- Page excerpt
· · ·
19 September 2013

Yıldız Parkı

I've been meaning to visit Yıldız Parkı for quite a while now. In fact I was going to take my mom when she was here in May but we were foiled by a too long of wait for the bus. I.e. I got impatient. We went to the Dolmabahçe instead.

I'm glad that in the end my mom and I didn't make it here, even though the park was likely prettier in May than in August after the dry summer we've had. But when my friend and I got there we were confronted by a hike up the long steep hill into the park that I'm sure my mom wouldn't have appreciated. Ugh. I didn't appreciate it either. I'm looking for relaxation and quiet strolls in my parks, thank you.

Chalet no 1
Yıldız is the largest park in Istanbul proper. It's definitely beat out for size by the Belgrade Forest but that's pretty far outside of the main city. Which is why, despite my fondness for all things even remotely related to FRY, I haven't been yet. In addition to being a great place for a picnic, when you find some flat space that is, Yıldız also has a palace/museum and two chalets that are now restaurants.
· · ·
- Stored data
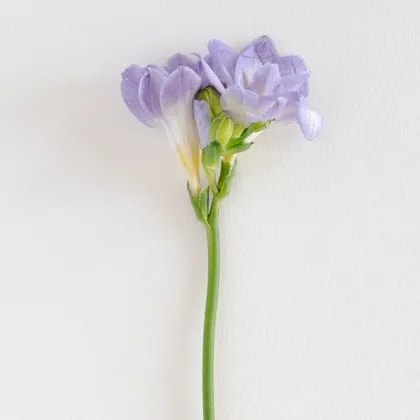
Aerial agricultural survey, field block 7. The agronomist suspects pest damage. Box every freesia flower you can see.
[121,36,322,420]
[121,58,206,193]
[201,36,322,140]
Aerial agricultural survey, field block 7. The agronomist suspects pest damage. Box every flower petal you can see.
[235,45,262,89]
[220,85,286,126]
[121,65,153,126]
[194,100,210,149]
[139,66,168,125]
[166,53,197,73]
[198,56,225,93]
[160,66,201,192]
[241,35,279,64]
[249,63,280,96]
[208,39,238,86]
[277,55,310,96]
[297,106,322,140]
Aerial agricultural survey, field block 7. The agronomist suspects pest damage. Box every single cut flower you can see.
[121,36,322,420]
[200,36,322,140]
[121,59,207,193]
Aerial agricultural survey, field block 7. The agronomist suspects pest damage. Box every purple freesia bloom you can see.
[201,36,322,140]
[121,54,209,192]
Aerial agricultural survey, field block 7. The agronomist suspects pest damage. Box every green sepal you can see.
[187,183,209,224]
[223,138,254,156]
[201,141,222,173]
[218,159,237,198]
[210,113,235,145]
[232,124,245,139]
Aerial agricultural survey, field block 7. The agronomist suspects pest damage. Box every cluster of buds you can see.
[189,86,271,223]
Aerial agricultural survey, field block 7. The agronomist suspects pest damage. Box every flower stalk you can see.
[202,199,220,420]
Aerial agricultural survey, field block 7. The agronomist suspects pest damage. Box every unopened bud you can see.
[210,114,235,145]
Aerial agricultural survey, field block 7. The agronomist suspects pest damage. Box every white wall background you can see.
[0,0,420,420]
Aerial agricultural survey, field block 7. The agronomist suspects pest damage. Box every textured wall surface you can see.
[0,0,420,420]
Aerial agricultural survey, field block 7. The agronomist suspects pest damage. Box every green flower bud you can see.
[248,121,271,133]
[196,86,222,119]
[210,114,235,145]
[232,124,245,139]
[201,141,221,173]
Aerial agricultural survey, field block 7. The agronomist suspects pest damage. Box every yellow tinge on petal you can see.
[176,143,201,193]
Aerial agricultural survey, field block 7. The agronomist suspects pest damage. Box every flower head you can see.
[121,36,322,197]
[201,36,322,139]
[121,54,208,192]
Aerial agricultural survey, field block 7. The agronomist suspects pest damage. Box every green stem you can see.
[203,196,220,420]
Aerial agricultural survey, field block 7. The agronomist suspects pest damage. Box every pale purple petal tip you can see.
[194,100,210,149]
[208,39,238,86]
[121,65,158,127]
[166,53,197,73]
[198,56,225,93]
[160,66,201,112]
[139,66,168,125]
[220,86,287,125]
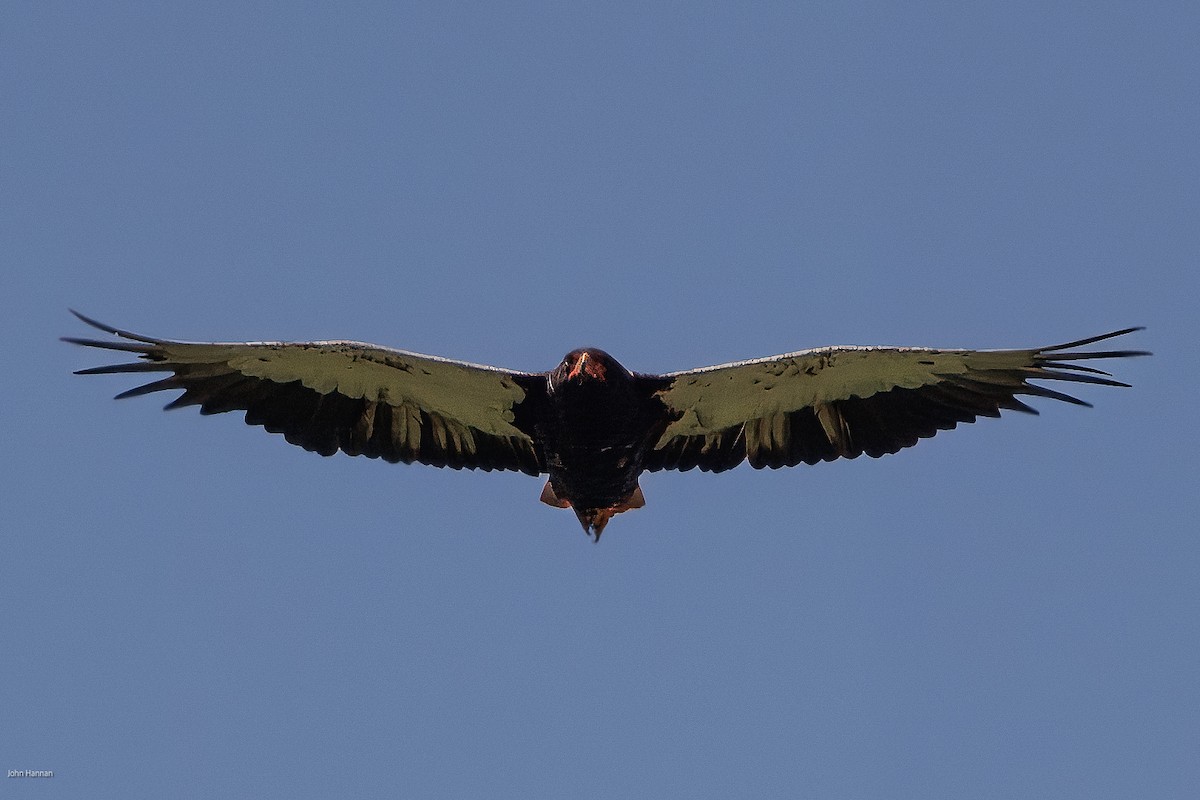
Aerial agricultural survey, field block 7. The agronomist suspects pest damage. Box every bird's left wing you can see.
[64,312,545,475]
[646,327,1147,471]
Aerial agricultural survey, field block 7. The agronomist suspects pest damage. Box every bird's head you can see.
[553,348,629,385]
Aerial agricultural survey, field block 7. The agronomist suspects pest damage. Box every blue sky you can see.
[0,1,1200,799]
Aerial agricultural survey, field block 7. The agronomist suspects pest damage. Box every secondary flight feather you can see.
[64,312,1148,541]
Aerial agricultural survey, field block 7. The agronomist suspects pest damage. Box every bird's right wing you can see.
[646,327,1147,471]
[65,312,545,475]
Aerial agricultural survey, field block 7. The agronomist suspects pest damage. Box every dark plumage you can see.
[65,312,1147,541]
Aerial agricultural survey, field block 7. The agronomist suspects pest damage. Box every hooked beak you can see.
[566,353,592,380]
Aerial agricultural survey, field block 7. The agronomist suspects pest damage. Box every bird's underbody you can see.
[66,314,1146,541]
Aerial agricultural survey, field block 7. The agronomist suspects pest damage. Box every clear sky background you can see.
[0,1,1200,799]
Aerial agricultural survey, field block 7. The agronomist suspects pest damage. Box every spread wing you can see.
[64,312,545,475]
[646,327,1148,473]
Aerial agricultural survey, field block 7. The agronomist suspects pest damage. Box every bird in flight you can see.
[64,311,1148,541]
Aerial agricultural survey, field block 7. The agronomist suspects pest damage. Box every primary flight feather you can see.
[64,312,1148,541]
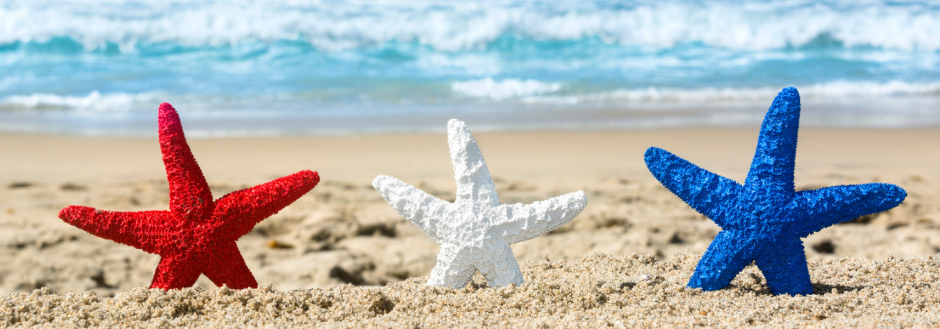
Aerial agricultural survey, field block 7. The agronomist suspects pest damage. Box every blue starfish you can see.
[646,87,907,295]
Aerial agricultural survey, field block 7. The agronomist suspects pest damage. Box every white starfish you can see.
[372,120,587,289]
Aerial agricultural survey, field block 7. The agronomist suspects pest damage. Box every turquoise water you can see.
[0,0,940,136]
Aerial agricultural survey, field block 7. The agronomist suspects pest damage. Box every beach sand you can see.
[0,125,940,327]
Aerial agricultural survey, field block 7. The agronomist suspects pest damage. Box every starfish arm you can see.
[645,147,743,228]
[756,238,813,296]
[203,241,258,289]
[689,231,755,291]
[793,183,907,237]
[744,87,800,194]
[158,103,212,218]
[150,254,202,290]
[477,243,525,288]
[59,206,172,254]
[372,175,453,242]
[213,170,320,239]
[428,243,476,289]
[490,191,587,244]
[447,119,499,207]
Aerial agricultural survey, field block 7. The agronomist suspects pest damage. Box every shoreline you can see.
[0,126,940,327]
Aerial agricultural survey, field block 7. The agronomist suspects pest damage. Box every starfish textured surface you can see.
[646,87,907,295]
[59,103,320,289]
[372,120,587,289]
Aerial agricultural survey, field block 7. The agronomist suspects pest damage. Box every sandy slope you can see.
[0,129,940,325]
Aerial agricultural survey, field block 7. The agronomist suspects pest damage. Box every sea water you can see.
[0,0,940,136]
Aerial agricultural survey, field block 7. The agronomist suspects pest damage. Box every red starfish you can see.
[59,103,320,289]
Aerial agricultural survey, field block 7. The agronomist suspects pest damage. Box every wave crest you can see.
[0,0,940,51]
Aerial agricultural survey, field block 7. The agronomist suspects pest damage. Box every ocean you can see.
[0,0,940,137]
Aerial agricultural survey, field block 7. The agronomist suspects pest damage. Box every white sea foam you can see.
[0,90,154,111]
[520,81,940,105]
[451,78,561,100]
[0,0,940,51]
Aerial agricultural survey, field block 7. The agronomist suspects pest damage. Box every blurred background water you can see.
[0,0,940,136]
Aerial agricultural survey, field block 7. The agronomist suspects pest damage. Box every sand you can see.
[0,127,940,327]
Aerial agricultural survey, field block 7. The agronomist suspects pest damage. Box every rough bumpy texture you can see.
[372,120,587,288]
[646,87,907,295]
[59,103,320,289]
[0,254,940,329]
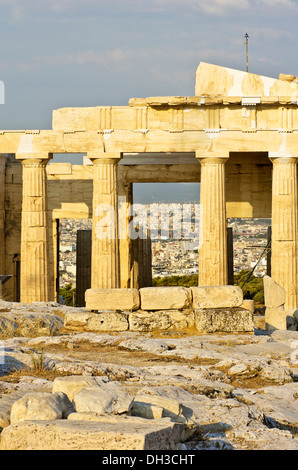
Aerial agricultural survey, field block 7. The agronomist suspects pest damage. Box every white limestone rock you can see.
[195,307,254,334]
[10,392,73,424]
[85,289,140,311]
[129,310,194,332]
[73,384,133,415]
[191,286,243,309]
[1,419,183,451]
[52,375,107,401]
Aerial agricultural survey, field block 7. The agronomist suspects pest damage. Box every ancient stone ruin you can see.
· · ·
- Description of the task
Name every month mentioned in the Yıldız Parkı post, including its date line. The listing isn't needed here.

- Completed exercise
September, May, August